Dataset records
▶
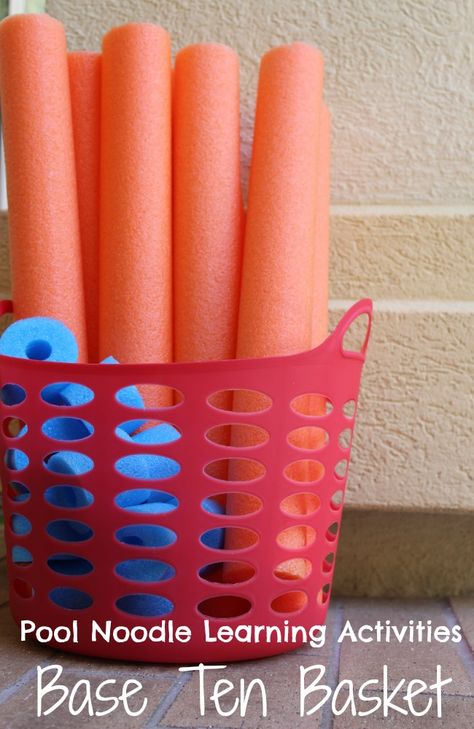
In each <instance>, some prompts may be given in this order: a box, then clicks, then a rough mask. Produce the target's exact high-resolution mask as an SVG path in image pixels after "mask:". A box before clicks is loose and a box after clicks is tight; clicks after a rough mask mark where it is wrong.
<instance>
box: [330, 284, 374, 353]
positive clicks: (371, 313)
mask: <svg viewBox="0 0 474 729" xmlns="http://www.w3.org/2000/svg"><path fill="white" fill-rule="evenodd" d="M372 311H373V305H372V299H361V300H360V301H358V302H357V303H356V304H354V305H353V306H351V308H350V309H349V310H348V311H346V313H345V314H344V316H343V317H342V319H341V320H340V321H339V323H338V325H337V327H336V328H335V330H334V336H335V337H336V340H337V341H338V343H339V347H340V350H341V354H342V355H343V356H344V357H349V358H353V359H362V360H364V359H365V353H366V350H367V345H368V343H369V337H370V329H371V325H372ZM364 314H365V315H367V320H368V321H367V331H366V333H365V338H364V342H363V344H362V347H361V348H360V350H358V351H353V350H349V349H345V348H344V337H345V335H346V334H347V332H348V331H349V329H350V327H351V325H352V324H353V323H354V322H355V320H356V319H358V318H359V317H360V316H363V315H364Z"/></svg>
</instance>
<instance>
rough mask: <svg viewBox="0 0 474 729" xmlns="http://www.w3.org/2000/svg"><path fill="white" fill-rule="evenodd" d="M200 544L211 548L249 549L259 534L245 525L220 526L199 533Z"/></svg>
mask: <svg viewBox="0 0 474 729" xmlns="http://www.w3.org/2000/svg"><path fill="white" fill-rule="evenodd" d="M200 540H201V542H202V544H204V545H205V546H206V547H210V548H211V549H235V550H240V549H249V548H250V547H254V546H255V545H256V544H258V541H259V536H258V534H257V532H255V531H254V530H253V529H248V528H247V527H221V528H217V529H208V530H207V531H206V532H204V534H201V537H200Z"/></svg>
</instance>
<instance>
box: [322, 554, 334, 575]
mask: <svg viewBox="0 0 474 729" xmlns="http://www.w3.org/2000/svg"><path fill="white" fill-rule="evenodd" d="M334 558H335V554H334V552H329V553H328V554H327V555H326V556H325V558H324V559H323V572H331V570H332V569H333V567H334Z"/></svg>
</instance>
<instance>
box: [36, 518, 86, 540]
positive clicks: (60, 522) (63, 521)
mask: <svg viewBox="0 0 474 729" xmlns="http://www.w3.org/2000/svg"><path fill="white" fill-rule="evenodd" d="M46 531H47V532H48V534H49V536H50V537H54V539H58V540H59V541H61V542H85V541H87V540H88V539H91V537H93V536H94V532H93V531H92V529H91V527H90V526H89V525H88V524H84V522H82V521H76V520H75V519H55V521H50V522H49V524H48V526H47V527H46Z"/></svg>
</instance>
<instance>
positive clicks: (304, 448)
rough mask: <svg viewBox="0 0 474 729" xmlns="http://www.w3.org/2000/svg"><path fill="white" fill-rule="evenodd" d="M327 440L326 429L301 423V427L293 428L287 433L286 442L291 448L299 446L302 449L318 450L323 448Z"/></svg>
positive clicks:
◀
Activity
Turn the records, from their start through the line that contains "positive clicks: (371, 313)", into a numbered list with blank lines left out and the pictures omitted.

Task solution
1. In each <instance>, some prompts may be given in this order: a box, then clicks, then a rough mask. Produce the target's exact high-resolution mask as an SVG path in image pixels after "mask:". A box before clicks is loose and a box after clicks is tight; clicks after a rough mask mark where it is wrong.
2. <instance>
3. box: [330, 284, 374, 353]
4. positive clicks: (371, 313)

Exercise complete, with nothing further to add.